Task brief: Exactly reproduce the lines from the line that has "Field-scouting task: mark every instance of the thin" down to the last line of the entries, inclusive.

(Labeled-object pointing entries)

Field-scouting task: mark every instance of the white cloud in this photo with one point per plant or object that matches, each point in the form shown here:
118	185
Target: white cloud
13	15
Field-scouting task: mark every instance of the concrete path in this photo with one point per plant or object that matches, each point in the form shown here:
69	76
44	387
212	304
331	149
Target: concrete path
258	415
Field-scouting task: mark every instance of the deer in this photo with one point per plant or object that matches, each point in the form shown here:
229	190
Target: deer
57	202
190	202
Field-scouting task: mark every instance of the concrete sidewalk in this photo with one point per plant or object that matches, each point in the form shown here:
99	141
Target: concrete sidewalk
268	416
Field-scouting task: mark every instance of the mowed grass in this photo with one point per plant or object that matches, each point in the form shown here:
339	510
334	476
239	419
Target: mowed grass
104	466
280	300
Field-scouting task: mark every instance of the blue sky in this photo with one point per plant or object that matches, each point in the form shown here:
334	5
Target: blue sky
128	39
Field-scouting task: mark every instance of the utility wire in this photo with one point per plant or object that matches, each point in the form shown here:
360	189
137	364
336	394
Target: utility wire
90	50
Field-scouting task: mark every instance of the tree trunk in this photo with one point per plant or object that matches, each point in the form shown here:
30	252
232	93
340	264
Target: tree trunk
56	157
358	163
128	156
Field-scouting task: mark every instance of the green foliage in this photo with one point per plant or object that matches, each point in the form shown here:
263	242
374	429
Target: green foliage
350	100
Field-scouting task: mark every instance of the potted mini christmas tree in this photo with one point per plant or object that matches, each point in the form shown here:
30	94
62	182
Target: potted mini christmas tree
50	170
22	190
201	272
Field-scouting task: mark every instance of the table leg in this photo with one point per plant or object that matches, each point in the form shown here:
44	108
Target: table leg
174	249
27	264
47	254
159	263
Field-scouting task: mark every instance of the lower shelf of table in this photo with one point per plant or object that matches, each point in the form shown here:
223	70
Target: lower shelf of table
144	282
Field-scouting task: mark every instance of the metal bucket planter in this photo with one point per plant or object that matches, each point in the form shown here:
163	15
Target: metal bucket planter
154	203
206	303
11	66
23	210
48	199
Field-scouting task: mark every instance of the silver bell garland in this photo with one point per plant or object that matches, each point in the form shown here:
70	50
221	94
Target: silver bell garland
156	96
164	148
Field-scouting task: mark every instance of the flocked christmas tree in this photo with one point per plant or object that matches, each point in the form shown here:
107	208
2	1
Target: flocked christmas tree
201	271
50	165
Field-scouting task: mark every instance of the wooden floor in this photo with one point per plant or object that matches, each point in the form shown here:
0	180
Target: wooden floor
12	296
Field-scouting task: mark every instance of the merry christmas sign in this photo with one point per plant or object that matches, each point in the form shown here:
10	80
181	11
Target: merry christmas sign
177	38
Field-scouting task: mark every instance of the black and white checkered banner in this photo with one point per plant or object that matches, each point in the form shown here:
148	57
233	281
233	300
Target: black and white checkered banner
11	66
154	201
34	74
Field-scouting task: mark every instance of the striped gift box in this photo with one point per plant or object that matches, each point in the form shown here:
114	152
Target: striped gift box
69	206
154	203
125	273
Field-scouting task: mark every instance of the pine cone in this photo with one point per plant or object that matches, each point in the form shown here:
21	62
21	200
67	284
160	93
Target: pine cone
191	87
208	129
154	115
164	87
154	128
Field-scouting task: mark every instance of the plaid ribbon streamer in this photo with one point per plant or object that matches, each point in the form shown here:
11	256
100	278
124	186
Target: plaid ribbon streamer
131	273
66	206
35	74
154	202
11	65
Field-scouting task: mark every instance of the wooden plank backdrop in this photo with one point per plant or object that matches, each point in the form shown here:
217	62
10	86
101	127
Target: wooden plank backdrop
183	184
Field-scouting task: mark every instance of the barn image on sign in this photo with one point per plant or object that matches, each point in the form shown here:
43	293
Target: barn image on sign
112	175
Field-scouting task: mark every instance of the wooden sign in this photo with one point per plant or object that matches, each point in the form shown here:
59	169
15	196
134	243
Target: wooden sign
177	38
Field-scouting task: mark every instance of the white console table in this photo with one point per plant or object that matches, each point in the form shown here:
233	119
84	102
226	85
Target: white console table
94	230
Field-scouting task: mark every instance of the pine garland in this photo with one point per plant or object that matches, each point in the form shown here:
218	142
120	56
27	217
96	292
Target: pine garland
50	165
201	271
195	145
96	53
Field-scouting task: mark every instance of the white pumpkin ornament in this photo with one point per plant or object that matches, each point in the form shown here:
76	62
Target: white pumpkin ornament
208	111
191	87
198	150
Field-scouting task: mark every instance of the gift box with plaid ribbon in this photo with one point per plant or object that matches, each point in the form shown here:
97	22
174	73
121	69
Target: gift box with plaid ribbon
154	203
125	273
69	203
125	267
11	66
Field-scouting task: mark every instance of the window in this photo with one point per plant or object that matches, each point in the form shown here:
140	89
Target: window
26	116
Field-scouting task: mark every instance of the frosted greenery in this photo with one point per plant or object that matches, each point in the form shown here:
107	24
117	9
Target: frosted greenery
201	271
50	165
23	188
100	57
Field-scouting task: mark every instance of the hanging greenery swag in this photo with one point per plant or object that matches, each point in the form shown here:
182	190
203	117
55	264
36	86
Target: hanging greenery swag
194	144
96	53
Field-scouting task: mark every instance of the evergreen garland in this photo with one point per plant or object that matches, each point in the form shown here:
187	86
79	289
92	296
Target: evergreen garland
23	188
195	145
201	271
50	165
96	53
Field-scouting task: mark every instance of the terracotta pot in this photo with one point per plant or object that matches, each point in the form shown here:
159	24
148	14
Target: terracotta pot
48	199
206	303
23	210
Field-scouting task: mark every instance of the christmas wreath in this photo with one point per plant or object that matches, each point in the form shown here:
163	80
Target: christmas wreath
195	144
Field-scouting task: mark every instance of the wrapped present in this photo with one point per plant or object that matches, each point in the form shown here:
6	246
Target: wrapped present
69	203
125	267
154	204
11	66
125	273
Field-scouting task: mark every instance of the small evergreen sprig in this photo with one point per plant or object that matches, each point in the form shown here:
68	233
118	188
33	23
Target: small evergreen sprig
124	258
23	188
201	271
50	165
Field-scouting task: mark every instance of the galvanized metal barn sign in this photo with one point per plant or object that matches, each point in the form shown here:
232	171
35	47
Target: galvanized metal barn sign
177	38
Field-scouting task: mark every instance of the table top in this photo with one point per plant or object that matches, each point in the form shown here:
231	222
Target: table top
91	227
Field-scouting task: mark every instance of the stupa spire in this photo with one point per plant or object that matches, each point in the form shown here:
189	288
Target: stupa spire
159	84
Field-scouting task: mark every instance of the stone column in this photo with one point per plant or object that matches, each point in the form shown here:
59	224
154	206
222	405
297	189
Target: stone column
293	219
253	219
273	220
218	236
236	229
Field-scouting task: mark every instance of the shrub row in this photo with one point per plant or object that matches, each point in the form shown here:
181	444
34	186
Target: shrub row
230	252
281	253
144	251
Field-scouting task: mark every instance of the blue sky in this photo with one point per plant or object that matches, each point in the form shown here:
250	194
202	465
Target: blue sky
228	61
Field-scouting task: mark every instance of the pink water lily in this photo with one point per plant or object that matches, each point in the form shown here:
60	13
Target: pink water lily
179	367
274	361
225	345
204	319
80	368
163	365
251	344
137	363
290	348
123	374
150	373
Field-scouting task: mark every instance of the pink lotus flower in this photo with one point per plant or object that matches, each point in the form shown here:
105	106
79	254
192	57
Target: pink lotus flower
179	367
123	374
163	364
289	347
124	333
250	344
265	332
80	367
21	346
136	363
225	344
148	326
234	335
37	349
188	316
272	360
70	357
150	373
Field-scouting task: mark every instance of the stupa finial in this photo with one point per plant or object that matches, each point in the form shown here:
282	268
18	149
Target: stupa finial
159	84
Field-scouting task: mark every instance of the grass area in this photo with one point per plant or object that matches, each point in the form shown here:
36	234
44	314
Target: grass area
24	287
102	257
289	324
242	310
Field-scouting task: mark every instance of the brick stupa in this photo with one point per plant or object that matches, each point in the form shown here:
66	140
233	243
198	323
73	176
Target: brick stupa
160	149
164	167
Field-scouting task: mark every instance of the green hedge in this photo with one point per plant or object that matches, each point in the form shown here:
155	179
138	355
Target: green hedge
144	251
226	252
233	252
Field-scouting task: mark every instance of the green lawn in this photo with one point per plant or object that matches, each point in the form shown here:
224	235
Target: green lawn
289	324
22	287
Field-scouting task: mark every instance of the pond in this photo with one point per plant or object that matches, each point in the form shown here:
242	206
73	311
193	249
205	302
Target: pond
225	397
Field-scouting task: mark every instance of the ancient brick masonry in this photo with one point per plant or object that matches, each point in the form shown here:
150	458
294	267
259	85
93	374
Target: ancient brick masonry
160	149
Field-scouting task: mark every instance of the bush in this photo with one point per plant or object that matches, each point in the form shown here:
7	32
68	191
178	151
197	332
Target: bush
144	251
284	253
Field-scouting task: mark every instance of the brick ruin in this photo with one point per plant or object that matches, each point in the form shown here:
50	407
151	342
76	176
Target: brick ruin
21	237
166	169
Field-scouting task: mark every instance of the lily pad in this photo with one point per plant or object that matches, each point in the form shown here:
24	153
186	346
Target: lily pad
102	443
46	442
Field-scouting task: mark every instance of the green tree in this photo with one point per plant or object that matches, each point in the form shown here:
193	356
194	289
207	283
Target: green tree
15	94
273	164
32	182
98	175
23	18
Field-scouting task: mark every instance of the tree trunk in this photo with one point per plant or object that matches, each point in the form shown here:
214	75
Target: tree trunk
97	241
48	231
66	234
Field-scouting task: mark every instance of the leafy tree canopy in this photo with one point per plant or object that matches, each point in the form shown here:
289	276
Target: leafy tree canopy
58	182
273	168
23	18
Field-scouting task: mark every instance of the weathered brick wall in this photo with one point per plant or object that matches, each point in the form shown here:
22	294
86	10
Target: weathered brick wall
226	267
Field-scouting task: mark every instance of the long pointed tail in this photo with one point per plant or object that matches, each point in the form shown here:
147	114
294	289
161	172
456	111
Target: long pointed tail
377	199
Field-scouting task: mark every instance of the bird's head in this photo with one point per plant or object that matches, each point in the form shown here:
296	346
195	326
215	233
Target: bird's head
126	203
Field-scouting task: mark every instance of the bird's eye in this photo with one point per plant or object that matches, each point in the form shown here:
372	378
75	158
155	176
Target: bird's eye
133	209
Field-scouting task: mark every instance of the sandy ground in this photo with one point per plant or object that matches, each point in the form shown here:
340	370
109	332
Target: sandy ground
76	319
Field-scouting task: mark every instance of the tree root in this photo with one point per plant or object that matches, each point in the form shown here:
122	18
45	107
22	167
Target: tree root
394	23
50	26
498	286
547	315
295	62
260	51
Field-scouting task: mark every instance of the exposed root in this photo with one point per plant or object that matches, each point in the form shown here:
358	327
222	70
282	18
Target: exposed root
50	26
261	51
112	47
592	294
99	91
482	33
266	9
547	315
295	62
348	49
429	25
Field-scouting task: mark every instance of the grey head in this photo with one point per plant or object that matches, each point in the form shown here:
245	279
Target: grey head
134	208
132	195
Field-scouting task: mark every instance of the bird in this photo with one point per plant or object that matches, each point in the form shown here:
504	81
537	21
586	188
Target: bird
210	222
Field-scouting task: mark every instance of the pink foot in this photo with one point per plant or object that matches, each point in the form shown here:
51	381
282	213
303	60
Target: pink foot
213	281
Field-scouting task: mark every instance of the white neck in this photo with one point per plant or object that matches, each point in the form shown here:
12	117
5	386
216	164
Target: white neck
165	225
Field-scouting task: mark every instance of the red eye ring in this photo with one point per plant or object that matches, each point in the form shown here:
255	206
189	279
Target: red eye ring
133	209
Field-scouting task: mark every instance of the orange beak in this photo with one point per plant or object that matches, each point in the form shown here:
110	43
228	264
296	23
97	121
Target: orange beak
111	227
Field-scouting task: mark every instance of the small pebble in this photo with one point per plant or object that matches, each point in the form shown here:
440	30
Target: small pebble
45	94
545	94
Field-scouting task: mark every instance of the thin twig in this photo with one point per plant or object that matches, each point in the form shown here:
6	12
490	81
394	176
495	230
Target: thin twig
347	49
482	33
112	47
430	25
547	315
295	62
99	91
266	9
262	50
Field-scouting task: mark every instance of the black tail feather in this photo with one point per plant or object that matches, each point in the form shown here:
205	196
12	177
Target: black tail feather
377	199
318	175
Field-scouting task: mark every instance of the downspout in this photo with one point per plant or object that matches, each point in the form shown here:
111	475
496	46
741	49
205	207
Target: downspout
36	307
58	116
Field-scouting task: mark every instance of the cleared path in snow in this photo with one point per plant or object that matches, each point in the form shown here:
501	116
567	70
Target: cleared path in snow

Written response:
Field-scouting task: mark every instance of the thin twig in this photo with one point per plant or object that matches, each point in the form shown here:
6	12
490	81
394	176
495	230
Target: thin twig
347	49
482	33
112	47
430	25
547	315
295	62
99	91
266	9
262	50
Field-scouting task: mark every instance of the black tail feather in this photo with one point per plant or object that matches, each point in the form shown here:
205	196
12	177
Target: black tail feather
377	199
318	175
Field-scouting task: mark every instance of the downspout in this photo with one point per plant or object that matches, each point in the form shown here:
111	475
496	46
741	49
205	207
Target: downspout
36	307
58	116
Field-scouting task: mark every instance of the cleared path in snow in this photo with one point per plant or object that matches, each point in the form shown here:
501	116
567	70
Target: cleared path in snow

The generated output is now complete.